[BEGIN]
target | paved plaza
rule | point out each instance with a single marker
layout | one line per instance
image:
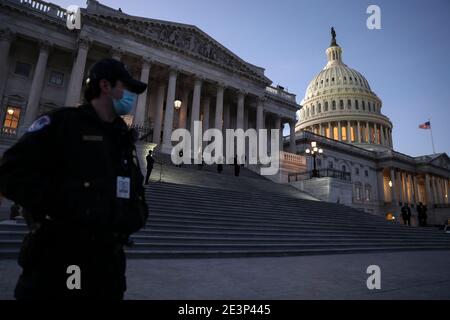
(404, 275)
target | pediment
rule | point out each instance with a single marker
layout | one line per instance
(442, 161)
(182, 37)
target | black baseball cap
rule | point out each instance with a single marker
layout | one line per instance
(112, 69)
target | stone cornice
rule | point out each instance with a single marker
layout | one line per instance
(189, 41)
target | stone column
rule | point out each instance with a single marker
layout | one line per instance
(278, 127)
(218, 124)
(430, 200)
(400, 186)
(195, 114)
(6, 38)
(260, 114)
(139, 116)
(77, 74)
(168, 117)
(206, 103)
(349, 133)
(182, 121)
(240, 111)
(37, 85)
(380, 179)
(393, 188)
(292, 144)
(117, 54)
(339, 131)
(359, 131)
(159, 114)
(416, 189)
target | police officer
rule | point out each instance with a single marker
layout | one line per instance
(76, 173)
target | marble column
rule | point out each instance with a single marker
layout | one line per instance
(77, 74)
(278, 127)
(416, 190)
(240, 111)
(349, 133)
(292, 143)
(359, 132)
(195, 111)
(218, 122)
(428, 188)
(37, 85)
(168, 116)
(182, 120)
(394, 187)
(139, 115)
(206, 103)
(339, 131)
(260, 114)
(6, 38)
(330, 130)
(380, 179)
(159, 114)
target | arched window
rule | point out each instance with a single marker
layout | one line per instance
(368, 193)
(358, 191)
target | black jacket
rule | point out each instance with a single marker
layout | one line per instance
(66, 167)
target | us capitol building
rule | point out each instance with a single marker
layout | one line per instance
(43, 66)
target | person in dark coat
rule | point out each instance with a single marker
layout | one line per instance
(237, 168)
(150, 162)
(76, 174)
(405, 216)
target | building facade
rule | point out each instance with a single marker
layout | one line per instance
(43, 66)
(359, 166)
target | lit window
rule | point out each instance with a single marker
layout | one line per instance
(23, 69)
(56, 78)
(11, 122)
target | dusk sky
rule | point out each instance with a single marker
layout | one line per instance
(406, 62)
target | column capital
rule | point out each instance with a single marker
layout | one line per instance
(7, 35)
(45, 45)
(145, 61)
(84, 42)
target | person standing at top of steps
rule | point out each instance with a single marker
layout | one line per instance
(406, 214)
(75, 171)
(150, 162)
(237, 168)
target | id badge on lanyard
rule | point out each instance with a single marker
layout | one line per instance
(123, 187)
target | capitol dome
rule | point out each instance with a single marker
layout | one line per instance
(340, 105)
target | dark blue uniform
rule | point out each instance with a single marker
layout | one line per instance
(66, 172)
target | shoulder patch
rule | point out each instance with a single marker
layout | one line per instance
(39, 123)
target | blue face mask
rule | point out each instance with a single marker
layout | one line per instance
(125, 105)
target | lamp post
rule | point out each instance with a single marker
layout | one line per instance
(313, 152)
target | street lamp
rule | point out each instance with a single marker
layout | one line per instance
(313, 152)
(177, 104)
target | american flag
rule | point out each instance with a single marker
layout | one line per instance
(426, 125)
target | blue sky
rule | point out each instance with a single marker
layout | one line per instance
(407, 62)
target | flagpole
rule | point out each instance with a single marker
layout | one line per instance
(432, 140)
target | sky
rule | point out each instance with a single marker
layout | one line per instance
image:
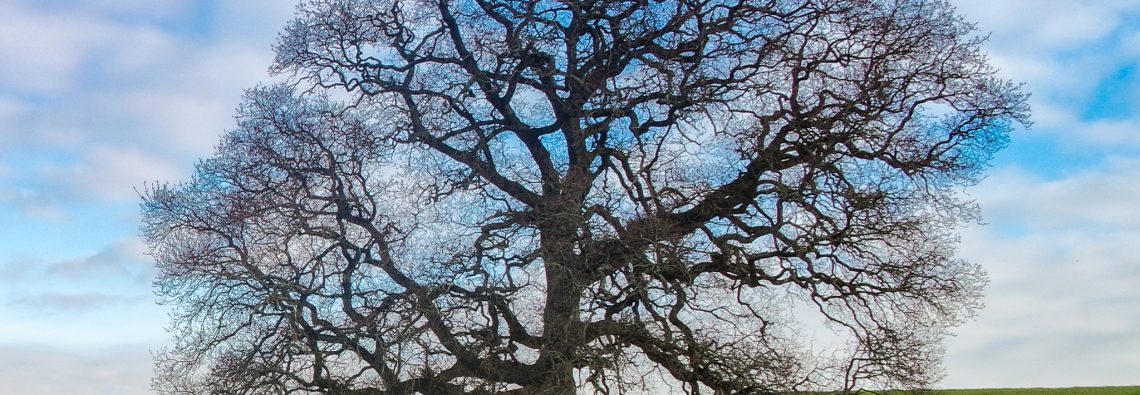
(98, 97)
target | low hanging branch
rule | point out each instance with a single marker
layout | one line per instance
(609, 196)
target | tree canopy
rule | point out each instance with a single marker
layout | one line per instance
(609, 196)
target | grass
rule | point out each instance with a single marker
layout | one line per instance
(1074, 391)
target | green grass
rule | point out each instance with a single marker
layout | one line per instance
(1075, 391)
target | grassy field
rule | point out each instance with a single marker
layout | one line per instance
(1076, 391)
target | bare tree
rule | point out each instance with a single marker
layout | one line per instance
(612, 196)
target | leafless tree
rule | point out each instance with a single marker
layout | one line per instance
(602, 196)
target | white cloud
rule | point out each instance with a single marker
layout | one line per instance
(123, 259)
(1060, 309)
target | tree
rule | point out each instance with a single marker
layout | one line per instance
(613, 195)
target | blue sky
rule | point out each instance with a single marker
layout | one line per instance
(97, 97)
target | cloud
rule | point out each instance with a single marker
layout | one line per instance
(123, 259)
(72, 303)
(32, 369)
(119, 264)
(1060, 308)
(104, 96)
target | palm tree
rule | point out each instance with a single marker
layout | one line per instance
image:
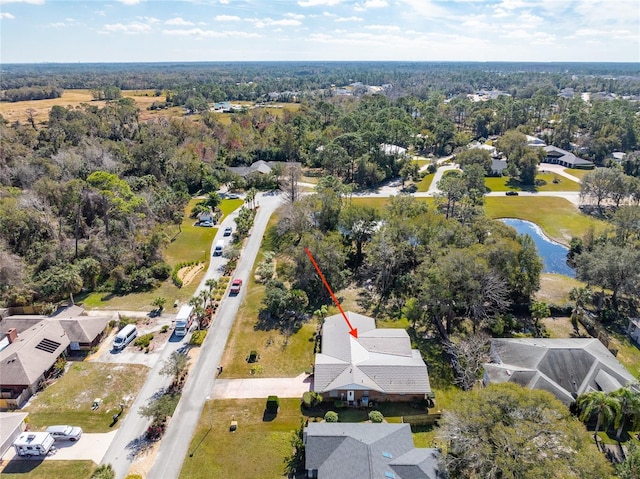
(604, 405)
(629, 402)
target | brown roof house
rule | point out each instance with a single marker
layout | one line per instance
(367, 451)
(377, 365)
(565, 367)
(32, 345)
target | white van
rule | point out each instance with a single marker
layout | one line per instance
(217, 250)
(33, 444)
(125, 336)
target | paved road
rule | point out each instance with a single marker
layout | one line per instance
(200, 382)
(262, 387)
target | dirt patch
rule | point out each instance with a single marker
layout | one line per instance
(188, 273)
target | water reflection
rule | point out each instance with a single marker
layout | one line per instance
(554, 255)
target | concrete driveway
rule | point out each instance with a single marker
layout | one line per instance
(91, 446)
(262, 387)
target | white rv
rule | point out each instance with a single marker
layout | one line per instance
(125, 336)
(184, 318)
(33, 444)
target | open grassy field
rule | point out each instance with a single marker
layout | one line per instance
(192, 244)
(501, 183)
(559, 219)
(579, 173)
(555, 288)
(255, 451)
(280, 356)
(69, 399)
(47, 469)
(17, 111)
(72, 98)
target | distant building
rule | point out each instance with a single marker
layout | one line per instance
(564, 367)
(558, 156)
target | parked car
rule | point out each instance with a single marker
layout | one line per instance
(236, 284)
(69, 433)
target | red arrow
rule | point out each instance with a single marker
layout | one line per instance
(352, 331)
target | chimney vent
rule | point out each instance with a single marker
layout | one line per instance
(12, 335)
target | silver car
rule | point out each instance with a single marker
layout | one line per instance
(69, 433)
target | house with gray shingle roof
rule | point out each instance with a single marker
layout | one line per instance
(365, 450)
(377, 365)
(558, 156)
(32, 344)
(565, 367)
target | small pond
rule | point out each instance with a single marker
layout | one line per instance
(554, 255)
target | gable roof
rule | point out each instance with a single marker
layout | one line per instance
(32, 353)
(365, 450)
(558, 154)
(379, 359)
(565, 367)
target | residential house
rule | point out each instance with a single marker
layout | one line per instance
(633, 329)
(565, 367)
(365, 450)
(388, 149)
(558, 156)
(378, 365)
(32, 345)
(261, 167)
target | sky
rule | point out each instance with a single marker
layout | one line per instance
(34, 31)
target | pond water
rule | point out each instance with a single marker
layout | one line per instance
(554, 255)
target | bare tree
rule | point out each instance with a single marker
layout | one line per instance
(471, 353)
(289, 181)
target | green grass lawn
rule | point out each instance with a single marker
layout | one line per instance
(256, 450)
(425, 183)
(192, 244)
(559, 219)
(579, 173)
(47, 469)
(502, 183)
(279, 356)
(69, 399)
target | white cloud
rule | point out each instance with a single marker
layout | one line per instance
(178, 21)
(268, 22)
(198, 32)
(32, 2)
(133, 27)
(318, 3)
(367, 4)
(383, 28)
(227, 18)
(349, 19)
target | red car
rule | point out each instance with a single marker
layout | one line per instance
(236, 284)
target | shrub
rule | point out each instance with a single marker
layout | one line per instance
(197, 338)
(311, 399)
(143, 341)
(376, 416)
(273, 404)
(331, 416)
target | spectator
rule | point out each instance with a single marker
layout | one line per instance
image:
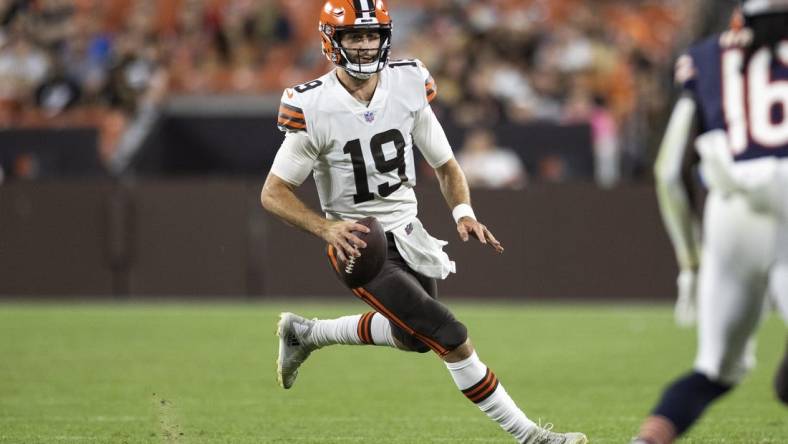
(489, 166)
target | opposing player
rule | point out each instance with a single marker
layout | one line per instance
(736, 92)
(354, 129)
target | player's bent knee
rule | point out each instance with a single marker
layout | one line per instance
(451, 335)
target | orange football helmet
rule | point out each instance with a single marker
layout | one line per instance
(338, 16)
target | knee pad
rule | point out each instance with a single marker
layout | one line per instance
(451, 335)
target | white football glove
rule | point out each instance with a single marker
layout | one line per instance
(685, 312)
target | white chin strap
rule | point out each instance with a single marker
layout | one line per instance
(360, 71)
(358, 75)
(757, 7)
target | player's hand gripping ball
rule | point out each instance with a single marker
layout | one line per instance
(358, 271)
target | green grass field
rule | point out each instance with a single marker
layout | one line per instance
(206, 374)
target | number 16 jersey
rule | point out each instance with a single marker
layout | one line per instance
[END]
Reproduce the part of the items above that opens with the line containing "target | lit window" and closes with the line containing "(1074, 391)", including both of those lines. Leave out any pictures.

Response for this exercise:
target | lit window
rule | point out each instance with a single marker
layout | one line per instance
(23, 69)
(56, 78)
(11, 122)
target | dusk sky
rule | point out each instance with a single marker
layout | one line per instance
(406, 62)
target | column capital
rule | point out each instance with a single marker
layout | one line per instance
(7, 35)
(45, 45)
(145, 61)
(84, 42)
target | person standing at top of steps
rule | point out each instance with a single marker
layout | one line per instance
(406, 214)
(75, 171)
(150, 162)
(237, 168)
target | id badge on lanyard
rule | point out each instance with a single marker
layout | one line per instance
(123, 187)
target | capitol dome
rule | point out each instance with a single marker
layout | one line per instance
(340, 105)
target | dark blue uniform
rule | point out each instance with a single marker
layout | one line per instance
(66, 172)
target | shoulder patch
rule | point out each instance with a single marker
layout | one line per instance
(39, 123)
target | blue face mask
rule | point out each instance with a single marker
layout | one line per instance
(125, 105)
target | lamp post
rule | point out each instance with a single marker
layout | one line per instance
(313, 152)
target | street lamp
rule | point out each instance with a single marker
layout | one line per instance
(313, 152)
(177, 104)
target | american flag
rule | point out each instance with a single marker
layout | one line per instance
(426, 125)
target | blue sky
rule | point out each instance with a single marker
layout | one line per instance
(407, 62)
target | flagpole
rule | point out each instance with a single marker
layout | one line per instance
(432, 140)
target | sky
rule | point out each instance with a single marker
layout | one line per instance
image:
(98, 97)
target | low hanging branch
rule | point out each instance with a single marker
layout | one line per instance
(609, 196)
target | tree canopy
rule | point out each instance with a single marker
layout | one line per instance
(609, 196)
target | grass
rule | point out each instance with a single marker
layout | one line per instance
(1074, 391)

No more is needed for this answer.